(Coordinate labeling data)
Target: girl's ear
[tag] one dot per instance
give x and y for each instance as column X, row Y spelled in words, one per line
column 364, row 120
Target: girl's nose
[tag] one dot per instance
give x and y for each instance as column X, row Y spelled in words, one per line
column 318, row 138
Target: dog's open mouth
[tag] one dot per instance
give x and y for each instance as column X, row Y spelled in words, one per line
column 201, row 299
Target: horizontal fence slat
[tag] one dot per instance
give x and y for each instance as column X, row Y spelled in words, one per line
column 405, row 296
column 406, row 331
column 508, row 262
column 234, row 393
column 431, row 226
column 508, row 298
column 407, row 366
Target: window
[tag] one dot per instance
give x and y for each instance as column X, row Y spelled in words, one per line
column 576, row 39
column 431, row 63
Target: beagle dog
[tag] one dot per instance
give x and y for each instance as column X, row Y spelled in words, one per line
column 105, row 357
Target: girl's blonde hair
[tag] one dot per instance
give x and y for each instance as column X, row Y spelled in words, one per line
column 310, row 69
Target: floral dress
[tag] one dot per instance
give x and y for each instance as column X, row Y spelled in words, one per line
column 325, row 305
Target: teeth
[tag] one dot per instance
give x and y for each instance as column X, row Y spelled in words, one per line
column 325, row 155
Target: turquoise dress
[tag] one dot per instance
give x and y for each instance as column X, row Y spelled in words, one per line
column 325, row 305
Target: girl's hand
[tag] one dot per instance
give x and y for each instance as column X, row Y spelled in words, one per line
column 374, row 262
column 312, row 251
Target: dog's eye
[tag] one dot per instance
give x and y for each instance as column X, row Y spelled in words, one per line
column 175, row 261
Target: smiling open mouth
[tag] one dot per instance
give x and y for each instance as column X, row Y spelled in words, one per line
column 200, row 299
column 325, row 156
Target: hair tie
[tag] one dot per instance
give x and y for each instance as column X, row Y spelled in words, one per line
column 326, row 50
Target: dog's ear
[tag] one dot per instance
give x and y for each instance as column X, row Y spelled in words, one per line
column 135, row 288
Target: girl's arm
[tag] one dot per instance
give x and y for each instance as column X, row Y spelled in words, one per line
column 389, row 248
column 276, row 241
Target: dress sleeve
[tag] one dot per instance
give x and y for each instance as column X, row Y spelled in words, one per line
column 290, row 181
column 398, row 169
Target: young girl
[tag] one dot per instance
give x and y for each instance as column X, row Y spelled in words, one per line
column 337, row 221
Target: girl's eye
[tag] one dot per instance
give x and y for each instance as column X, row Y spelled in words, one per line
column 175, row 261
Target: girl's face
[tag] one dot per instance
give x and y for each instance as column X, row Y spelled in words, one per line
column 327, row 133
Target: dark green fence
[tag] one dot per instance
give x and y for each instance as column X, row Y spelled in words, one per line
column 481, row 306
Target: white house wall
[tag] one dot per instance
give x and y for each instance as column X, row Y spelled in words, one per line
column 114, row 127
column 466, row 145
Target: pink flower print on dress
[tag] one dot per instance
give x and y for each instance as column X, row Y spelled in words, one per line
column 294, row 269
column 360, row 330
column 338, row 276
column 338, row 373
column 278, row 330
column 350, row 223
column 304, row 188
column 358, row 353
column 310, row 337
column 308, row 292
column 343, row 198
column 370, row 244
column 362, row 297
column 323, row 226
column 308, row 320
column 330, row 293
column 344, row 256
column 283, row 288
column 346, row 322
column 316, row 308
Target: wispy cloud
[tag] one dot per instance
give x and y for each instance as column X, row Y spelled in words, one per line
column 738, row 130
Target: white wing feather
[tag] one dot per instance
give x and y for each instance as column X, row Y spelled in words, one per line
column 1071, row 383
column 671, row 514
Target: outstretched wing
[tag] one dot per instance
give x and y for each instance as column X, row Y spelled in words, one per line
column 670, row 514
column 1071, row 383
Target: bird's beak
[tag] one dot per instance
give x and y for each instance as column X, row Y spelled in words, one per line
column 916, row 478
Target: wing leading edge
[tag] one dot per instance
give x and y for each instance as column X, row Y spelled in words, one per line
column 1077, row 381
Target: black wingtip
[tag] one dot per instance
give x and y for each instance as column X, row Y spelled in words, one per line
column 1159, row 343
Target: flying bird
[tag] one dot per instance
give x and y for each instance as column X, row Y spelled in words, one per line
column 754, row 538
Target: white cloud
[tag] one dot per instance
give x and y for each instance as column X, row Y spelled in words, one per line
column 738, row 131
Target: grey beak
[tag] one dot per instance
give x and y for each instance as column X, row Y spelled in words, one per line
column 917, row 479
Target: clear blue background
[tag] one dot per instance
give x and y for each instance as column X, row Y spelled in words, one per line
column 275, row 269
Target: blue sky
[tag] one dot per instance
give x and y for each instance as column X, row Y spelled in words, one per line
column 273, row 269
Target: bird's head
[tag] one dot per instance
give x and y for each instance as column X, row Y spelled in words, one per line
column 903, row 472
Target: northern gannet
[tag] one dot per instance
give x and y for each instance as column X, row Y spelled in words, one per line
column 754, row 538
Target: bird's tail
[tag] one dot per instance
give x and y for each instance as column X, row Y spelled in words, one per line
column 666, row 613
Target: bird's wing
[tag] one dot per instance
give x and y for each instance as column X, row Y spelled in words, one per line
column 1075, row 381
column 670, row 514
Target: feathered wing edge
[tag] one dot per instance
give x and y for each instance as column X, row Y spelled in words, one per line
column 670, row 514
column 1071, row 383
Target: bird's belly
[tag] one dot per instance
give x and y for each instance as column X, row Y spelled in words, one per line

Exercise goal: Retype every line of the entries above word for word, without changing anything.

Output of the task:
Target: girl's ear
[tag] one dot per instance
give x and y for each instance as column X, row Y spelled in words, one per line
column 364, row 120
Target: girl's nose
[tag] one dot per instance
give x and y for each instance as column X, row Y spelled in words, one per line
column 318, row 138
Target: dog's open mouth
[tag] one dot per instance
give x and y for each instance as column X, row Y spelled in words, one per line
column 201, row 299
Target: horizontal fence slat
[tag] one dot per instance
give x and y for each instance as column X, row Y spelled in words, one per line
column 405, row 296
column 406, row 331
column 508, row 262
column 234, row 393
column 431, row 226
column 508, row 298
column 407, row 366
Target: window
[tag] one dot per instance
give x and y for each instance as column X, row Y spelled in words, one per line
column 576, row 39
column 431, row 63
Target: beagle dog
[tag] one dot per instance
give x and y for each instance as column X, row Y spelled in words, one per line
column 105, row 357
Target: girl's blonde hair
[tag] one dot per instance
give x and y for each instance as column X, row Y spelled in words, one per line
column 310, row 69
Target: floral dress
[tag] one dot per instance
give x and y for each instance as column X, row Y spelled in words, one per line
column 325, row 305
Target: teeth
[tag] one dot per instance
give x and y for each instance as column X, row Y spelled in words, one per line
column 325, row 155
Target: turquoise dress
[tag] one dot per instance
give x and y for each instance as column X, row Y spelled in words, one per line
column 325, row 305
Target: girl's hand
[tag] one dot per instance
give x and y for each instance as column X, row Y spelled in words, one per line
column 374, row 262
column 312, row 251
Target: dog's eye
[tag] one dot per instance
give x and y for each instance as column X, row Y spelled in words, one per line
column 175, row 261
Target: smiling open mouth
[tag] one dot per instance
give x and y for each instance as column X, row Y spelled in words, one per line
column 200, row 299
column 325, row 156
Target: hair tie
[tag] one dot per instance
give x and y for each instance as column X, row Y spelled in words, one per line
column 326, row 50
Target: dog's ear
[tag] one dot per instance
give x and y for each instance as column X, row Y spelled in words, one per line
column 135, row 288
Target: girl's arm
[tag] one dot per instance
give x and y for each instance as column X, row Y spelled in words, one per line
column 389, row 248
column 276, row 241
Target: dress sleeve
[tag] one dot per instance
give x and y for each instance as column X, row Y spelled in words, one per line
column 290, row 181
column 398, row 169
Target: young girl
[tag] one dot per instance
give x and y for each instance as column X, row Y spelled in words, one per line
column 337, row 221
Target: girl's eye
[tag] one dot per instance
give x and y for each instance as column X, row Y spelled in words, one per line
column 175, row 261
Target: girl's face
[tag] one dot per instance
give x and y for each instance as column X, row Y spelled in words, one per line
column 327, row 133
Target: dark green fence
[tag] one dot per instance
give x and y for each instance as column X, row Y spelled in words, one per line
column 481, row 306
Target: white house wall
[tag] one dot per instance
give x and y for each instance as column X, row Y spelled in words, one per line
column 114, row 127
column 466, row 145
Target: pink flower print on dress
[tag] one dot per instance
give x and y for each instance as column X, row Y spelled in words, one per line
column 294, row 269
column 360, row 330
column 338, row 276
column 338, row 373
column 278, row 330
column 350, row 223
column 304, row 188
column 358, row 353
column 310, row 337
column 308, row 292
column 343, row 198
column 370, row 244
column 362, row 297
column 323, row 226
column 308, row 320
column 330, row 293
column 344, row 256
column 283, row 288
column 346, row 322
column 316, row 308
Target: wispy cloud
[tag] one dot per instance
give x and y for each instance as column X, row Y spelled in words, one per line
column 738, row 130
Target: white wing feather
[tag] one dot per instance
give x and y for each instance as column X, row Y spelled in words, one per line
column 1071, row 383
column 671, row 514
Target: outstretched wing
[tag] one dot per instance
give x and y for each instance as column X, row Y spelled in words, one per line
column 670, row 514
column 1071, row 383
Target: bird's beak
[tag] one dot per instance
give x and y for each instance as column X, row Y spelled in words, one per line
column 916, row 478
Target: wing leading edge
[tag] one dot per instance
give x and y for each instance as column X, row Y spelled in words, one per line
column 1077, row 381
Target: black wingtip
[tag] one dot per instance
give x and y for each instance as column X, row Y spelled in words, one per line
column 1159, row 343
Target: flying bird
[tag] one dot per instance
give x and y for each instance as column X, row Y spelled in words, one per line
column 754, row 538
Target: white cloud
[tag] one dot per instance
give x and y for each instance as column X, row Y spelled in words, one per line
column 738, row 131
Target: grey beak
[tag] one dot per instance
give x and y for each instance as column X, row Y spelled in words, one per line
column 917, row 479
Target: clear blue background
[tag] one dot per instance
give x and y for each instance as column X, row Y spelled in words, one per line
column 275, row 269
Target: blue sky
[tag] one dot per instance
give x and y for each instance as column X, row Y spelled in words, one per line
column 273, row 269
Target: bird's head
[tag] one dot per instance
give x and y for each instance as column X, row Y spelled in words, one per line
column 903, row 472
Target: northern gannet
[tag] one dot per instance
give x and y for each instance as column X, row Y spelled in words, one per line
column 754, row 538
Target: bird's tail
[tag] one dot per instance
give x and y for each instance as column X, row Y spelled in words, one per line
column 666, row 613
Target: bird's wing
[tag] one dot per instance
give x and y for each instance as column X, row Y spelled in words, one per line
column 1075, row 381
column 670, row 514
Target: feathered wing edge
[tag] one dot per instance
give x and y for each instance as column X, row Y spelled in words, one per line
column 670, row 514
column 1071, row 383
Target: bird's belly
[tag] one dot per instance
give x and y for each instance as column X, row Y spelled in words, one per line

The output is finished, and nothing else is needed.